→ REQUIRED WORK
Each line of the material below should be reproduced exactly.

→ DATA FOR THE TASK

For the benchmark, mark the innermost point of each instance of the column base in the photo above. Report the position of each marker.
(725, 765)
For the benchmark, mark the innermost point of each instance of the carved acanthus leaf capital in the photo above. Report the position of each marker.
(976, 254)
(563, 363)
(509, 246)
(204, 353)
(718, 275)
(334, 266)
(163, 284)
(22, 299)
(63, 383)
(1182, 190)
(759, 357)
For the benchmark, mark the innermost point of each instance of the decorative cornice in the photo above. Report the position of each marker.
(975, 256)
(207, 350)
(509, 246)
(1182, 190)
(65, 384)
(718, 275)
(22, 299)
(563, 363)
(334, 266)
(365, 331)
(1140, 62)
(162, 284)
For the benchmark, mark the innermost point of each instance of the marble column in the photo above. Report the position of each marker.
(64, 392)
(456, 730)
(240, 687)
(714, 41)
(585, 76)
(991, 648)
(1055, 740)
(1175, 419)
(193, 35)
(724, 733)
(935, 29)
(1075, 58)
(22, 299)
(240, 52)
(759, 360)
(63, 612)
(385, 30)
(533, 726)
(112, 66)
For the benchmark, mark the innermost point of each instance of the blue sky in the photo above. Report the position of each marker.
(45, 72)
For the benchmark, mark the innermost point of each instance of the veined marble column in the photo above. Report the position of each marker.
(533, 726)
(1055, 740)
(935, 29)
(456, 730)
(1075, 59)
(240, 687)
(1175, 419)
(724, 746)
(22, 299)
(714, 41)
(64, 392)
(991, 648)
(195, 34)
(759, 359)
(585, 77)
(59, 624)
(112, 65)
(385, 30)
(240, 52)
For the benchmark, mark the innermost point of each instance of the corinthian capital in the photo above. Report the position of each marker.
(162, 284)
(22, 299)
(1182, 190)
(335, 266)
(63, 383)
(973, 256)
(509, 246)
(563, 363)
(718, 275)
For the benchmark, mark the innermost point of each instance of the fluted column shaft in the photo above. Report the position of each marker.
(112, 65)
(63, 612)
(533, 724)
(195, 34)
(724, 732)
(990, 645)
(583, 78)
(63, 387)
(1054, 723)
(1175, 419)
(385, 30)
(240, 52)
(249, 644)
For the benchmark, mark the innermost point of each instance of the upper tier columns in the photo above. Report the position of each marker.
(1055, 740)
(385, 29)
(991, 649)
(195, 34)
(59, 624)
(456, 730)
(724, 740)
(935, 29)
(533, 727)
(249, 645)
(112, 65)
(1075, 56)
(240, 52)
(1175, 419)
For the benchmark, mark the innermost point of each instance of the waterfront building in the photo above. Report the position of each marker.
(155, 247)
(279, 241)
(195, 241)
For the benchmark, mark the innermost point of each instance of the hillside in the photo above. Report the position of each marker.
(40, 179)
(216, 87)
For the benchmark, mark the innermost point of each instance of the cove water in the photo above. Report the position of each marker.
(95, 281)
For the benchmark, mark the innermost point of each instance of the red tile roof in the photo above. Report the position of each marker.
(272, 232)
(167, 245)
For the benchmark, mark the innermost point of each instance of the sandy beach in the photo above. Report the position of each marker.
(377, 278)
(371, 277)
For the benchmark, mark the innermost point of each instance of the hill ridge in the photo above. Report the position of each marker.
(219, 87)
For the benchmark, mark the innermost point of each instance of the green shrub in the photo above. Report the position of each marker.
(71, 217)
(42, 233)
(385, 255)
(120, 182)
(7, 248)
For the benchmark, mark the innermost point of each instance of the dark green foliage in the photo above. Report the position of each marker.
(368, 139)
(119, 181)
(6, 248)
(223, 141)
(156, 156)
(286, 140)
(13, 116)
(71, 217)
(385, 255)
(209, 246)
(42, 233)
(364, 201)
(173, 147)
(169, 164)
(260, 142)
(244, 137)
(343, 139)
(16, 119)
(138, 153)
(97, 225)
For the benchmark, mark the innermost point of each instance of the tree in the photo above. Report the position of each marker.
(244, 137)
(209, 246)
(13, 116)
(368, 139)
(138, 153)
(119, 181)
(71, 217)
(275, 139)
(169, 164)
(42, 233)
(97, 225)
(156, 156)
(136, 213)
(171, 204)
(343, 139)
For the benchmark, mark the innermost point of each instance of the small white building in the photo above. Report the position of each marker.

→ REPLY TO THE TASK
For the benchmark, mark the innermost point of each instance of the column base in the photo above. Report the position of each marker.
(725, 765)
For the benchmark, mark the innermost point of each instance of the carved acanthus leaf capital in the photo above. Report the position of each marker.
(976, 254)
(563, 363)
(509, 246)
(204, 353)
(718, 275)
(334, 266)
(163, 284)
(22, 299)
(63, 383)
(1182, 190)
(759, 357)
For the benchmark, mark the innermost point of each instance of the decorative cornice in the photo above. Report the position of each marker.
(975, 256)
(207, 350)
(509, 246)
(1182, 190)
(65, 384)
(718, 275)
(22, 299)
(563, 363)
(334, 266)
(365, 331)
(1140, 62)
(162, 284)
For the benchmark, mark the innermost point of each instance of the marble column in the photo above. Report the position of each marker.
(64, 392)
(456, 730)
(240, 687)
(714, 41)
(585, 76)
(991, 648)
(1055, 740)
(1175, 419)
(193, 35)
(724, 733)
(935, 29)
(1075, 58)
(22, 299)
(240, 52)
(759, 360)
(63, 612)
(385, 30)
(533, 726)
(112, 66)
For the benchmark, mark the innermost point of each instance of the blue sky in the photo above. Report the position of each marker.
(45, 72)
For the benchmark, mark the innermost point of each instance of the veined marble column in the photo above. Report the position of each marker.
(533, 726)
(1055, 740)
(935, 29)
(456, 730)
(1075, 59)
(240, 687)
(1175, 419)
(724, 746)
(22, 299)
(714, 41)
(64, 392)
(991, 648)
(195, 34)
(759, 359)
(585, 77)
(59, 624)
(112, 65)
(385, 30)
(240, 52)
For the benchmark, mark the innermost point of each instance of the corinthian capital in the photo above. Report the position of each marker.
(162, 284)
(22, 299)
(1182, 190)
(335, 266)
(63, 383)
(973, 256)
(509, 246)
(563, 363)
(718, 275)
For the benchmark, mark the innermost point of each instance of the fluted column shaft in the photo above. Report the position of each marker.
(112, 65)
(63, 612)
(533, 724)
(195, 34)
(724, 732)
(990, 645)
(583, 78)
(63, 387)
(1054, 723)
(1175, 419)
(385, 30)
(240, 52)
(249, 644)
For the benchmark, mark the innermost point of each instance of the upper tier columns in the photo above. Report the position of each marker.
(1055, 740)
(385, 29)
(991, 649)
(195, 34)
(59, 624)
(456, 730)
(724, 740)
(935, 29)
(533, 727)
(249, 645)
(112, 65)
(1075, 56)
(240, 52)
(1175, 419)
For the benchmark, mark the innermost point of each instance of the waterfront building in the photo above. Report the position of each marker.
(155, 247)
(279, 241)
(195, 241)
For the benchmark, mark the innermost point of each instance of the hillside in the photo above. Report the position of each marker.
(40, 179)
(216, 87)
For the benchmark, mark the innermost point of each instance of the cove water in the photo above. Report the position of each marker.
(95, 281)
For the benchmark, mark the innermost point of each instance of the red tile roof in the photo above. Report the position of each marker.
(272, 232)
(167, 245)
For the benchmark, mark the innermost point of each instance of the sandy beach in the photo above. Report the position of each marker.
(377, 278)
(371, 277)
For the benchmark, mark the innermost point of each instance of the hill ridge in the photo above. Report the position of each marker.
(219, 87)
For the benchmark, mark the innermost point of each instance of the green shrub in the photo above. Report the position of each marker.
(71, 217)
(42, 233)
(385, 255)
(120, 182)
(7, 248)
For the benchmark, mark the innermost point of each instance of the dark green foliage in the photo above. Report the position of each marker.
(368, 139)
(119, 181)
(6, 248)
(223, 141)
(156, 156)
(286, 140)
(13, 116)
(71, 217)
(385, 255)
(209, 246)
(42, 233)
(364, 201)
(173, 147)
(169, 164)
(260, 142)
(244, 137)
(343, 139)
(16, 119)
(138, 153)
(97, 225)
For the benchmark, mark the innermost point of each instance of the tree in the photo above. Report the position of each marker.
(244, 137)
(209, 246)
(13, 116)
(368, 139)
(138, 153)
(119, 181)
(71, 217)
(275, 139)
(169, 164)
(42, 233)
(97, 225)
(156, 156)
(136, 213)
(171, 204)
(343, 139)
For the benchmark, mark the innermost point of each instance of the small white building in the photo above. Report the position of each marker.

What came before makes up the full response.